• WORK TO BE COMPLETED
Reproduce the records below in full, swapping every "inside_test" for "fill_rule" and keeping everything else the same.

• SUPPLIED RECORDS

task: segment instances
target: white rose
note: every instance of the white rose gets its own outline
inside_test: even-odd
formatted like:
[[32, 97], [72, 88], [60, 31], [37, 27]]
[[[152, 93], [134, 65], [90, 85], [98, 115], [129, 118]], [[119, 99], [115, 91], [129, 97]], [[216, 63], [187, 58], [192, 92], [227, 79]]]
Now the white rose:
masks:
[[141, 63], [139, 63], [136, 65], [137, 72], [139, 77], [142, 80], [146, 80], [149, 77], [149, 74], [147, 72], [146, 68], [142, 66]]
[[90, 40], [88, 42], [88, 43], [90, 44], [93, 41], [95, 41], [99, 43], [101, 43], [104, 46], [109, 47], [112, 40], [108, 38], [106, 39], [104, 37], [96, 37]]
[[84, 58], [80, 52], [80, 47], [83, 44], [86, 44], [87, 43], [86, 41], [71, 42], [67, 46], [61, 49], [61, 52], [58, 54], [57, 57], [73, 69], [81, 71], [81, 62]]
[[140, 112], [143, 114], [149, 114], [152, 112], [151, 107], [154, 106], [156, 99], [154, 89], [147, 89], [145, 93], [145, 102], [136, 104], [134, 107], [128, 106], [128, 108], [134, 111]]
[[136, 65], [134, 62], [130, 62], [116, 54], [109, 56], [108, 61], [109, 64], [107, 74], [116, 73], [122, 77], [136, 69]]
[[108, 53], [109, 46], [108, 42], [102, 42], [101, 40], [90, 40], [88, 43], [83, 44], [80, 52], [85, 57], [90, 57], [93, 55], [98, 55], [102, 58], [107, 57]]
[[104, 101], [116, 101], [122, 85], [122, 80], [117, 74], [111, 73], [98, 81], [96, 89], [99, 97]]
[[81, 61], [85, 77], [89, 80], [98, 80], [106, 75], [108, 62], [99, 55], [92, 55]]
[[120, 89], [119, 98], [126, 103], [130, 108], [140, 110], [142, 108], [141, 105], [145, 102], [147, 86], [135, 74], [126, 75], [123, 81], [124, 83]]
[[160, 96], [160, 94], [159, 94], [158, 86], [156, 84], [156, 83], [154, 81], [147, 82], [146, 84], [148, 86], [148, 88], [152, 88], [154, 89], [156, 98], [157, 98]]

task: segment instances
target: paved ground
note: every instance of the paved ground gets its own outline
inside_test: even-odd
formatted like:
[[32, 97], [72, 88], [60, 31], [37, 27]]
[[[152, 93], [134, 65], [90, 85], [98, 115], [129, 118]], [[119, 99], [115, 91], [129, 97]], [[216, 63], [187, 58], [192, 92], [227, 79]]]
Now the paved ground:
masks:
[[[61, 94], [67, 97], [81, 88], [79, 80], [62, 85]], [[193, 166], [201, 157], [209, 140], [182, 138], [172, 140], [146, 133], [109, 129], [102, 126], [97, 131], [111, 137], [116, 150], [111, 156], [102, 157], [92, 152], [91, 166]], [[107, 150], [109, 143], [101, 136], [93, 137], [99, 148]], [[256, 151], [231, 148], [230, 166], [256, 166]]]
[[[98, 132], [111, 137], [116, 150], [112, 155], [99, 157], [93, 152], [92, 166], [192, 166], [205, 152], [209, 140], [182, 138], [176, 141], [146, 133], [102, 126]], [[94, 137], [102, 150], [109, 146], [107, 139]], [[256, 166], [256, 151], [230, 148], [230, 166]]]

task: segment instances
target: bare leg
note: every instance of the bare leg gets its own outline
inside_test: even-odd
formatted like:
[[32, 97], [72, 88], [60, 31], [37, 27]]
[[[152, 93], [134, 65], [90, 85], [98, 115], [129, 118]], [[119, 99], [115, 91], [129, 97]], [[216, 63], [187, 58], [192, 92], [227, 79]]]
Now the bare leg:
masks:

• CORRECT RESULT
task: segment instances
target: white rose
note: every instance of the white rose gets its own outline
fill_rule: even-odd
formatted like:
[[32, 97], [72, 88], [60, 31], [37, 27]]
[[[152, 93], [134, 65], [90, 85], [98, 115], [129, 118]], [[119, 99], [115, 91], [129, 97]], [[216, 63], [187, 58], [192, 92], [227, 79]]]
Now the white rose:
masks:
[[141, 63], [139, 63], [136, 65], [137, 72], [139, 77], [142, 80], [146, 80], [149, 77], [149, 74], [147, 72], [146, 68], [142, 66]]
[[90, 40], [88, 42], [88, 43], [90, 44], [93, 41], [95, 41], [99, 43], [101, 43], [104, 46], [109, 47], [112, 40], [108, 38], [106, 39], [104, 37], [96, 37]]
[[84, 58], [80, 52], [80, 47], [83, 44], [86, 44], [87, 43], [86, 41], [71, 42], [67, 46], [61, 49], [61, 52], [58, 54], [57, 57], [73, 69], [81, 71], [81, 62]]
[[140, 112], [143, 114], [149, 114], [152, 112], [151, 107], [154, 106], [156, 99], [154, 89], [147, 89], [145, 93], [145, 102], [136, 104], [134, 107], [128, 106], [128, 108], [134, 111]]
[[136, 65], [134, 62], [130, 62], [116, 54], [109, 56], [108, 61], [109, 64], [107, 74], [116, 73], [122, 77], [136, 69]]
[[108, 53], [109, 46], [108, 42], [102, 42], [101, 40], [90, 40], [88, 43], [83, 44], [80, 52], [85, 57], [90, 57], [93, 55], [98, 55], [102, 58], [107, 57]]
[[104, 101], [116, 101], [122, 85], [122, 80], [117, 74], [111, 73], [98, 81], [96, 89], [99, 97]]
[[81, 61], [85, 77], [89, 80], [98, 80], [106, 75], [108, 62], [99, 55], [92, 55]]
[[120, 89], [119, 98], [126, 103], [130, 108], [140, 110], [142, 108], [141, 105], [145, 102], [147, 86], [135, 74], [126, 75], [123, 81], [124, 83]]
[[160, 96], [160, 94], [159, 94], [158, 86], [156, 84], [156, 83], [154, 81], [147, 82], [146, 84], [148, 86], [148, 88], [152, 88], [154, 89], [156, 98], [157, 98]]

task: segment instances
target: paved ground
note: every instance of the paved ground gets its own outline
fill_rule: even-odd
formatted like:
[[32, 97], [72, 88], [60, 31], [37, 27]]
[[[152, 93], [134, 65], [90, 85], [98, 115], [129, 118]], [[119, 99], [115, 91], [129, 97]], [[216, 63], [187, 58], [192, 92], [227, 79]]]
Now the paved ground:
masks:
[[[61, 94], [67, 97], [81, 88], [79, 80], [62, 85]], [[193, 166], [201, 157], [209, 140], [182, 138], [172, 140], [146, 133], [109, 129], [102, 126], [97, 131], [111, 137], [116, 150], [111, 156], [102, 157], [92, 152], [91, 166]], [[107, 150], [109, 143], [101, 136], [93, 137], [99, 148]], [[256, 151], [231, 148], [230, 166], [256, 166]]]
[[[98, 132], [111, 137], [116, 150], [112, 155], [99, 157], [93, 152], [92, 166], [192, 166], [205, 152], [209, 140], [182, 138], [176, 141], [146, 133], [102, 126]], [[94, 137], [102, 150], [109, 146], [107, 139]], [[256, 166], [256, 151], [230, 148], [230, 166]]]

task: segment instances
target: bare leg
note: every instance of the bare leg gets its own outline
fill_rule: even-odd
formatted like:
[[32, 97], [72, 88], [60, 31], [37, 27]]
[[[152, 93], [134, 65], [90, 85], [98, 115], [129, 118]], [[119, 99], [115, 91], [129, 97]], [[216, 63], [187, 58], [192, 92], [227, 79]]]
Now the bare leg:
masks:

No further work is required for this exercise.